- _WHAT YOU ARE ASKED TO DO_
When the word "above" shows up in a line of the records below, copy that line.

- _EXERCISE DATA_
########################################

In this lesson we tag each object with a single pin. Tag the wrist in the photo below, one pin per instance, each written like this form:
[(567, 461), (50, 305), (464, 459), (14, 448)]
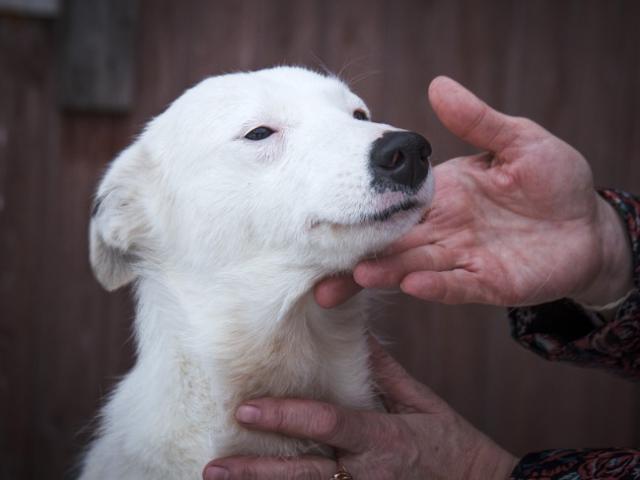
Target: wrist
[(492, 462), (613, 278)]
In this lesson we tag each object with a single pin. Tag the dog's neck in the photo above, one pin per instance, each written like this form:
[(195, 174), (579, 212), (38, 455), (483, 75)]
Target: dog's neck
[(263, 337)]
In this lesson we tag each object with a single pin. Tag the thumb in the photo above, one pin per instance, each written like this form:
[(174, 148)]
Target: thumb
[(469, 118), (400, 391)]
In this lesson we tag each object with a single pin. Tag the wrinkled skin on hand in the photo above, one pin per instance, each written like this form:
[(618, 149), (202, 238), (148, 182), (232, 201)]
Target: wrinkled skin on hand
[(520, 224), (420, 438)]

########################################

- _RESULT OF THE EXERCISE_
In this lesson we tag each object with a single pin. Tag the dog's neck in the photo above, one pin per instance, each written like this form:
In this lesson we tag each object with a single pin. Tag the thumb in the photo above, one pin per instance, each written like this form:
In this lesson we tag each object with a single pin. Tag the wrinkled skin on hand in the photo above, one pin per instance, each written like this form:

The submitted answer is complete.